# Not a joke, I really wonder....



## maggiesmommy (Feb 23, 2010)

My guess would be that the cat food (and dog food) companies try to appeal to the owners more than the animals...if a cat had income, he'd buy mouse surprise in song bird gravy with extra moth wings, but, as it is his human with the money, he gets fillet of halibut with pasta in spring gravy. I admit, I play into pet food marketing ploys...Maggie doesn't even know what a turducken is, but she has a can of turducken dog food in the cabinet waiting for her.


----------



## Elisabeth Kazup (Aug 23, 2008)

That would sure work to reduce the rodent population! I love the way your mind works!


----------



## Riley's Mom (Jul 6, 2008)

I talked to a woman once that told me she fed her cats raw lamb from the butcher and frozen mice (like the ones you buy for reptile feeding). I thought that was a little odd.
I have 4 cats and they are eat Blue Buffalo chicken/turkey formula. I never really thought much about the type of meats they eat.


----------



## Jennifer1 (Mar 31, 2012)

I feed mine a raw diet that I make at home. I switch the main protein source between chicken, rabbit, turkey. I haven't actually fed them an entire whole animal-I don't know if I could handle that!


----------



## coppers-mom (Jan 9, 2009)

They could make lizard tail jerky for my cats!

It's even a renewable resource.


----------



## vcm5 (Apr 20, 2011)

Haha great question!!!


----------



## Megora (Jun 7, 2010)

I'm not sure if I'd buy a can of kitty food with chopped up rodents in it. :yuck:


----------



## lgnutah (Feb 26, 2007)

I am pretty sure the lack of label appeal is the reason we don't see 
"mice and rat stew" in the cat food aisle.


----------



## Angelina (Aug 11, 2011)

Well they do have tuna and all da fishies in there......just say'in...


----------



## Merlins mom (Jun 20, 2007)

Haha!! I wonder!! If it was marketed correctly it could sell! 

"Squeak" cat food!


----------

[Data entries]
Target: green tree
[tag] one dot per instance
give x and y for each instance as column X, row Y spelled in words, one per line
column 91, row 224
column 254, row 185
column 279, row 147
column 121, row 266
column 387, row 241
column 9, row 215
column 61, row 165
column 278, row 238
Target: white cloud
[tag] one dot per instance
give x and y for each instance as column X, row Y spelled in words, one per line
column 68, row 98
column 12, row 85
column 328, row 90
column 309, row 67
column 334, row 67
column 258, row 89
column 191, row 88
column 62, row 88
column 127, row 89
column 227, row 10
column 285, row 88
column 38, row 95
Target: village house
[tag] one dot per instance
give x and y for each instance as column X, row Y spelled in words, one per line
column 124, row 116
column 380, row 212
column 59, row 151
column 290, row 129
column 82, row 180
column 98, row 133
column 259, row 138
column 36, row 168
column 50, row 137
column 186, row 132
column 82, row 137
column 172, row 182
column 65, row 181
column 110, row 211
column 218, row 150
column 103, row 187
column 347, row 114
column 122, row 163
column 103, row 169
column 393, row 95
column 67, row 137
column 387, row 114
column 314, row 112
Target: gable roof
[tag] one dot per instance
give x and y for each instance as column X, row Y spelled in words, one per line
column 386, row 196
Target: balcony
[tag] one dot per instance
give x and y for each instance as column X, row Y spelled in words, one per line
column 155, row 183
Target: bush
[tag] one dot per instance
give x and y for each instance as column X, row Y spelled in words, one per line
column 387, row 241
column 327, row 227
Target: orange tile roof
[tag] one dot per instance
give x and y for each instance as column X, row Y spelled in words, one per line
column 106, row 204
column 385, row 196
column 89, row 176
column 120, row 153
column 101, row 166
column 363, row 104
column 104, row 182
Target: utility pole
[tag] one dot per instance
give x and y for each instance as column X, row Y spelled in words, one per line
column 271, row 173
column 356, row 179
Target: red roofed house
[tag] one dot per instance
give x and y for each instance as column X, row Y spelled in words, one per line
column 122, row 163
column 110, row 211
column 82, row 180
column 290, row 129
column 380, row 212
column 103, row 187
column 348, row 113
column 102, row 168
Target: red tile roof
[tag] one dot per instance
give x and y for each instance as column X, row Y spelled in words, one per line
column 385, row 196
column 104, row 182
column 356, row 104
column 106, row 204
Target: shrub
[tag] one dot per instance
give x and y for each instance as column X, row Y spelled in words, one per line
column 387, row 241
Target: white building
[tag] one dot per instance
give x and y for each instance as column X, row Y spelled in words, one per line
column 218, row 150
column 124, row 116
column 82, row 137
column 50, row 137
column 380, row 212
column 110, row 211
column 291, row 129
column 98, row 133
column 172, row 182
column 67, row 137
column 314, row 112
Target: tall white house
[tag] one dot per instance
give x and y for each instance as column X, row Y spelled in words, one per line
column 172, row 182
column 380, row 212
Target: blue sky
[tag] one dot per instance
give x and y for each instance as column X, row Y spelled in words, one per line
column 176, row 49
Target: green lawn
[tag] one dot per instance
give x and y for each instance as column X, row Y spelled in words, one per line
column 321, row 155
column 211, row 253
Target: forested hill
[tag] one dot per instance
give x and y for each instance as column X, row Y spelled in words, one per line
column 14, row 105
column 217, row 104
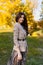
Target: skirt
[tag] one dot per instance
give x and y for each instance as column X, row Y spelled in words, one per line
column 13, row 58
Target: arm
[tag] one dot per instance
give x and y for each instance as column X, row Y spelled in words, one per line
column 15, row 36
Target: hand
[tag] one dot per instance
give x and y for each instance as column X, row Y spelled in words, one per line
column 19, row 56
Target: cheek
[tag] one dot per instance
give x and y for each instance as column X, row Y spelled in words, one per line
column 20, row 20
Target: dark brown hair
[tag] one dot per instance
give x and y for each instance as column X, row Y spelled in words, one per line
column 24, row 24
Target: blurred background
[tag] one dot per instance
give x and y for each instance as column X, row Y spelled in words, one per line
column 34, row 13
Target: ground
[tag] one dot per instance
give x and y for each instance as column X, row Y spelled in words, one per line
column 35, row 49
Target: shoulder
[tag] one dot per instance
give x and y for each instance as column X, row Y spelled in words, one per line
column 16, row 24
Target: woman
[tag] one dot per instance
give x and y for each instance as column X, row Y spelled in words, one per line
column 19, row 38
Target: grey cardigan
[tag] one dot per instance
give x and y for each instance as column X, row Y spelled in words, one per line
column 19, row 32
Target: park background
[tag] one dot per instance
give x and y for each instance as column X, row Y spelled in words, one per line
column 34, row 13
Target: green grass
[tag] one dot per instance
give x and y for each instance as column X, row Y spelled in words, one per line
column 35, row 49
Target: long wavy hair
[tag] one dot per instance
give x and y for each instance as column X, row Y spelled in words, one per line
column 24, row 23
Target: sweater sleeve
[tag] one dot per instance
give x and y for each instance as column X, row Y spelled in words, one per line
column 15, row 36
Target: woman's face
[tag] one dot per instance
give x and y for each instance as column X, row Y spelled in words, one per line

### Problem details
Transcribe the part of the cat food thread that opens with the words "I have 4 cats" and closes with "(Mar 31, 2012)". Draw only on the cat food thread itself.

### Expected output
I have 4 cats and they are eat Blue Buffalo chicken/turkey formula. I never really thought much about the type of meats they eat.


----------



## Jennifer1 (Mar 31, 2012)